▸ RECORDS TO USE
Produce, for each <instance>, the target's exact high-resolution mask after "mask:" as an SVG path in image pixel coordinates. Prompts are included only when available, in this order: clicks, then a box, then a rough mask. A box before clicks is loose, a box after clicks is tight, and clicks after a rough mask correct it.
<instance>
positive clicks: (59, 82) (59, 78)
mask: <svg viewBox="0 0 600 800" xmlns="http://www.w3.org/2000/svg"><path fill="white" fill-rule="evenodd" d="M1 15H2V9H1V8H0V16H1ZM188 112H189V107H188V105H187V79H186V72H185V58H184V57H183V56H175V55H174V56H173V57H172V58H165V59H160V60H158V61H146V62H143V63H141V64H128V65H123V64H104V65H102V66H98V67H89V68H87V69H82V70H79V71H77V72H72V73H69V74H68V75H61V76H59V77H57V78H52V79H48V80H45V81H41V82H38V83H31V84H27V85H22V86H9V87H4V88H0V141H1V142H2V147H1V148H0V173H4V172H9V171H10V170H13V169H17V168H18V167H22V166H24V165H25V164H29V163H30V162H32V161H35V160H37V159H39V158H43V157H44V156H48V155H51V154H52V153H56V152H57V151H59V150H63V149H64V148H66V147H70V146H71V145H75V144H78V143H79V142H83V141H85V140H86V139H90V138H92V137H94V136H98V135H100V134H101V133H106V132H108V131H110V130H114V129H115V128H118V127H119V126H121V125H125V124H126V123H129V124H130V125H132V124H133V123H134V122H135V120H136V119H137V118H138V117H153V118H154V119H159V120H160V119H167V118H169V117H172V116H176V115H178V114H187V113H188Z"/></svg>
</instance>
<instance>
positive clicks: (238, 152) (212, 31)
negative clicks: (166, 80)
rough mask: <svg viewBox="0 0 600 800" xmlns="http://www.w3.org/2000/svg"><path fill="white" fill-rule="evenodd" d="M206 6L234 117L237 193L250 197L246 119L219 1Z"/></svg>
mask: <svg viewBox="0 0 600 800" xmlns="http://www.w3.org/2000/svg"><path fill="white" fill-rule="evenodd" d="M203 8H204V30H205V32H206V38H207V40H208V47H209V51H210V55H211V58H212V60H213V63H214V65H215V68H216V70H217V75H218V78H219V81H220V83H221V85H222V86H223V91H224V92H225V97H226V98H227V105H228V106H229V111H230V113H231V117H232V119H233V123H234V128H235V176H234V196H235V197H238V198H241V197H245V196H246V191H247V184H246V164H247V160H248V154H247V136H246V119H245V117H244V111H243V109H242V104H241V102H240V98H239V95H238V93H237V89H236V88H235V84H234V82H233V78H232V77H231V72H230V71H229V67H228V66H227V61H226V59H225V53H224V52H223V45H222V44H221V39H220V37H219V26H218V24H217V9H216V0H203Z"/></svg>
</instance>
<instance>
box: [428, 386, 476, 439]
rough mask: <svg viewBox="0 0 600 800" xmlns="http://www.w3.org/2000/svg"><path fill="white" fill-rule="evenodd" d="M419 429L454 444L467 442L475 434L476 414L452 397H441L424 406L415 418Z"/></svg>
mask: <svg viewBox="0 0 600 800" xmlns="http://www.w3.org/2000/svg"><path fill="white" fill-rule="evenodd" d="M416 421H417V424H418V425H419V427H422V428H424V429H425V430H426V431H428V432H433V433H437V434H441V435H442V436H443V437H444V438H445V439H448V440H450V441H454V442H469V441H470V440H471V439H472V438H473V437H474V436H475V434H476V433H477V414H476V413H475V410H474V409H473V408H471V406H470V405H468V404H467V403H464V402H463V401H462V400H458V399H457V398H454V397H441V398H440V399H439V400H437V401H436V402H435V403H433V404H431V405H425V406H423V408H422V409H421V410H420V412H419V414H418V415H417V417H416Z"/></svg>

▸ ASSIGNMENT
Nothing in the listing may be left out; repeat it all exactly.

▸ THE ANSWER
Produce, for each <instance>, the target's exact high-resolution mask after "mask:" as an SVG path in image pixel coordinates. Prompts are included only when available, in this order: clicks, then a box, then a rough mask. A box before clicks is loose, a box after clicks is tight, and clicks after a rough mask correct it.
<instance>
positive clicks: (59, 82) (59, 78)
mask: <svg viewBox="0 0 600 800" xmlns="http://www.w3.org/2000/svg"><path fill="white" fill-rule="evenodd" d="M1 15H2V9H1V8H0V16H1ZM188 112H189V107H188V105H187V79H186V72H185V58H184V57H183V56H175V55H174V56H173V57H172V58H165V59H160V60H158V61H146V62H143V63H141V64H128V65H123V64H104V65H102V66H98V67H89V68H87V69H82V70H79V71H77V72H72V73H69V74H68V75H61V76H59V77H57V78H52V79H48V80H45V81H41V82H38V83H31V84H27V85H22V86H9V87H4V88H0V141H1V142H2V147H1V148H0V173H4V172H9V171H10V170H13V169H17V168H18V167H22V166H24V165H25V164H29V163H30V162H32V161H35V160H37V159H39V158H43V157H44V156H48V155H51V154H52V153H56V152H57V151H59V150H63V149H64V148H66V147H70V146H71V145H75V144H78V143H79V142H83V141H85V140H86V139H90V138H92V137H94V136H98V135H100V134H101V133H106V132H108V131H110V130H114V129H115V128H118V127H119V126H121V125H125V124H126V123H129V124H130V125H132V124H133V123H134V122H135V120H136V119H137V118H138V117H153V118H154V119H159V120H160V119H167V118H169V117H172V116H176V115H178V114H187V113H188Z"/></svg>
</instance>
<instance>
positive clicks: (238, 152) (212, 31)
negative clicks: (166, 80)
rough mask: <svg viewBox="0 0 600 800" xmlns="http://www.w3.org/2000/svg"><path fill="white" fill-rule="evenodd" d="M206 6L234 117L237 193L250 197L246 119L219 1Z"/></svg>
mask: <svg viewBox="0 0 600 800" xmlns="http://www.w3.org/2000/svg"><path fill="white" fill-rule="evenodd" d="M203 8H204V30H205V32H206V38H207V40H208V47H209V51H210V55H211V58H212V60H213V63H214V65H215V68H216V70H217V75H218V78H219V81H220V83H221V85H222V86H223V91H224V92H225V97H226V98H227V105H228V106H229V111H230V113H231V117H232V119H233V123H234V128H235V176H234V196H235V197H238V198H241V197H245V196H246V191H247V184H246V164H247V160H248V154H247V136H246V119H245V117H244V111H243V109H242V104H241V102H240V98H239V95H238V93H237V89H236V88H235V84H234V82H233V78H232V77H231V72H230V71H229V67H228V66H227V61H226V59H225V53H224V52H223V45H222V44H221V39H220V37H219V26H218V24H217V9H216V0H203Z"/></svg>
</instance>
<instance>
box: [428, 386, 476, 439]
rough mask: <svg viewBox="0 0 600 800" xmlns="http://www.w3.org/2000/svg"><path fill="white" fill-rule="evenodd" d="M419 429L454 444L467 442L475 434L476 414L452 397H441L424 406L415 418Z"/></svg>
mask: <svg viewBox="0 0 600 800" xmlns="http://www.w3.org/2000/svg"><path fill="white" fill-rule="evenodd" d="M416 421H417V424H418V425H419V427H422V428H424V429H425V430H426V431H428V432H433V433H437V434H441V435H442V436H443V437H444V438H445V439H448V440H450V441H454V442H469V441H470V440H471V439H472V438H473V437H474V436H475V434H476V433H477V414H476V413H475V410H474V409H473V408H471V406H470V405H468V404H467V403H464V402H463V401H462V400H458V399H457V398H454V397H441V398H440V399H439V400H437V401H436V402H435V403H433V404H431V405H425V406H423V408H422V409H421V410H420V412H419V414H418V415H417V417H416Z"/></svg>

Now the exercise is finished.